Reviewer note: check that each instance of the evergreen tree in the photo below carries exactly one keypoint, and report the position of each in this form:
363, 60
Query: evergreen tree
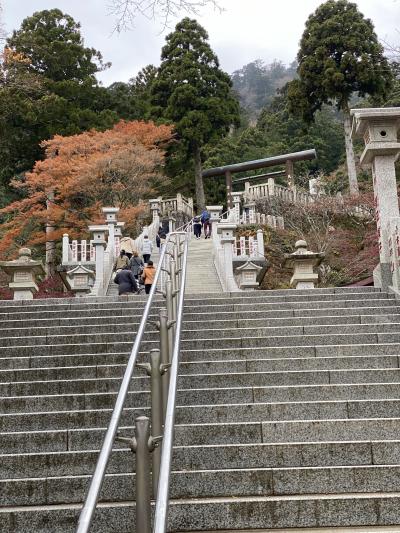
339, 56
47, 87
191, 91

--*--

* **WHAT TO WORK ON**: Could you write out these entries again line by line, requests included, with every point coordinate in the answers increased by 143 and the numbers inside the requests left unchanged? Leave the pictures out.

* **EXERCISE SOLUTION**:
Reviewer note: check that each instance of the evergreen tree in the photo below carries exactly one keypoint, and report the position of each in this form:
363, 60
Query: evergreen tree
482, 199
190, 230
334, 234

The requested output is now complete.